Accéder aux soins d’un kiné, d’une orthophoniste ou d’une infirmière, en étant remboursé mais sans passer par la visite au médecin traitant : la France est loin d’y être encore, mais vient d’accomplir un premier pas dans cette direction.
Députés et sénateurs se sont mis d’accord la semaine dernière sur une proposition de loi de la députée Renaissance Stéphanie Rist qui avait pour but d’ouvrir l’accès direct aux kinés et orthophonistes, ou aux infirmières en pratique avancée (dites « IPA », intervenant notamment sur certaines maladies chroniques). Avec pour objectif de désembouteiller un peu les cabinets des médecins généralistes alors qu’il est de plus en plus difficile pour bon nombre de Français d’y avoir accès.
L’accord a été trouvé difficilement, lors de la commission mixte paritaire (CMP) jeudi, et « après d’âpres et longues discussions », a reconnu Stéphanie Rist. Sous la pression des médecins, les sénateurs ont insisté jusqu’au bout pour limiter au maximum cet accès direct aux kinés et infirmières en pratique avancée. Finalement, il sera réservé uniquement à ceux qui exercent en association avec des médecins, dans des structures comme les MSP (Maisons de santé pluriprofessionnelles).
« Nous avons cédé devant le lobbying médical »
Exit l’accès direct pour les professionnels qui travaillent seuls, mais sont inscrits dans une Communauté professionnelle territoriale de santé (CPTS), comme le voulaient le gouvernement et les députés. Les CPTS sont environ 400 en France aujourd’hui et couvrent environ la moitié de la population -plusieurs centaines d’autres sont en projet. « Une fois de plus, nous avons cédé devant le lobbying médical, principalement sénatorial (…) faisant fi des difficultés d’accès aux soins de nos concitoyens », a réagi Emmanuel Hardy, président de l’Union national des infirmiers de pratique avancée.
Le texte « n’aura qu’un effet cosmétique », estime de son côté Sébastien Guérard, le président de la Fédération française des masseurs kinésithérapeutes rééducateurs (FFMKR). « Seuls 3% » des kinés exercent en MSP, a regretté M. Guérard, soulignant que médecins ou services d’urgence devront continuer à prendre en charge des accidents bénins « entorses par exemple », qu’un de ses collègues pourrait parfaitement prendre en charge.
Pour les orthophonistes « une ouverture » limitée
Pour les orthophonistes, les sénateurs se sont montrés un peu moins inflexibles. S’ils sont membres d’une CPTS, ils pourront accueillir des patients non envoyés par un médecin. Mais encore faut-il que cette communauté territoriale autorise explicitement l’accès direct dans son « projet de santé ». « Cela revient à le laisser au bon vouloir des professionnels de santé locaux », regrette Sarah Degiovani, présidente de la fédération nationale des orthophonistes. « Nous avons obtenu une ouverture, mais il va falloir encore transformer l’essai ».
Le compromis députés-sénateurs est plus ouvert à un rôle accru dans les soins des pharmaciens. Les pharmaciens pourront ainsi renouveler d’eux-mêmes, pour trois mois, une ordonnance pour une affection chronique. « On va devoir faire un travail conventionnel pour organiser tout cela, mais j’espère que cela sera fait pour la fin de l’année », se félicite Philippe Besset, le président de la fédération des syndicats pharmaceutiques de France (FSPF).

[Entrées de données]
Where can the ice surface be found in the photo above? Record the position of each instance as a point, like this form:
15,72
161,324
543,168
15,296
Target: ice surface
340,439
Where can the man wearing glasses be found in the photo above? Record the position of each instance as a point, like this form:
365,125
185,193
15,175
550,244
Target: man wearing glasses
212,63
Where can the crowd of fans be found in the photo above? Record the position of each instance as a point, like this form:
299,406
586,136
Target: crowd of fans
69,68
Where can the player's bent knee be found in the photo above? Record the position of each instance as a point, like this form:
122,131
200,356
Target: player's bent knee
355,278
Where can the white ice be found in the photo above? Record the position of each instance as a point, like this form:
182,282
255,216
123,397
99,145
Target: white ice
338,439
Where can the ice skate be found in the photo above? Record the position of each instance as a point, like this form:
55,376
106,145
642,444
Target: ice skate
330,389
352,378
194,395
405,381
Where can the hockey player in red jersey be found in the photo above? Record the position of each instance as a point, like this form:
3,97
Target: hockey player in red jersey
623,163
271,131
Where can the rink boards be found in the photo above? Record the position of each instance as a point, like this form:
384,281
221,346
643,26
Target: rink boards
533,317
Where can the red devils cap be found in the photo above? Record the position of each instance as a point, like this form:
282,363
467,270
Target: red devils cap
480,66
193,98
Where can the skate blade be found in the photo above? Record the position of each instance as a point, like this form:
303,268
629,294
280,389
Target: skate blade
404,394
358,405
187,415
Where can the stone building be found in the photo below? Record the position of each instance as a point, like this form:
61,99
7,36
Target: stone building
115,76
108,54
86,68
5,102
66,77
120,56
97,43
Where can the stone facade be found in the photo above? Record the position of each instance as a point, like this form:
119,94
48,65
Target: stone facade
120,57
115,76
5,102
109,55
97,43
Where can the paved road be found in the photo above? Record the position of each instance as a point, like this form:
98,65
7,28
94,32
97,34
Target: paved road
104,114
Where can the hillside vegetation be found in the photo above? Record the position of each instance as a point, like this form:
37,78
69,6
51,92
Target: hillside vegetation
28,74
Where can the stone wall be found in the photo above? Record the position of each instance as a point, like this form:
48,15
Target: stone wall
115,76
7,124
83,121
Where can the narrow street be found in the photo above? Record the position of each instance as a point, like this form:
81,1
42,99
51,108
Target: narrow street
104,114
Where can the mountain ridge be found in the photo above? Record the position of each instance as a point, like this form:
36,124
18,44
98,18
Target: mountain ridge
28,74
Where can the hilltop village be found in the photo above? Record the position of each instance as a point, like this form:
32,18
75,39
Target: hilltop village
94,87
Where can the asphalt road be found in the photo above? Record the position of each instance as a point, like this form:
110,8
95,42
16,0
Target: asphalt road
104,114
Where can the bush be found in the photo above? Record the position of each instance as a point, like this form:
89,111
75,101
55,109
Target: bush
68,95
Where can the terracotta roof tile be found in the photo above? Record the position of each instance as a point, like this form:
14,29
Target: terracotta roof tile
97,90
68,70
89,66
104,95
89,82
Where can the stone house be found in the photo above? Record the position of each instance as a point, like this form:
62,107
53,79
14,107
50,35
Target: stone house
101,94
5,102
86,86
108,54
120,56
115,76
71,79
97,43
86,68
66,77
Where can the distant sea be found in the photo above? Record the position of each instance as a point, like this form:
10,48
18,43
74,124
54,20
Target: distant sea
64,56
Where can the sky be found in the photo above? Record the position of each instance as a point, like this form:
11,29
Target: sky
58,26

## VOTRE CONSIGNE:
Répondez aux questions suivantes d'après le texte sur l'accès direct aux kinés, orthophonistes et infirmières.
1. Quelle députée a déposé la proposition de loi ?
2. Combien de CPTS existe-t-il environ en France aujourd'hui ?
3. Pour combien de temps les pharmaciens pourront-ils renouveler d'eux-mêmes une ordonnance pour une affection chronique ?
Ces données n'ont aucun rôle dans ce qui est demandé ici.

## CORRIGÉ:
1. Stéphanie Rist, députée Renaissance.
2. Environ 400.
3. Pour trois mois.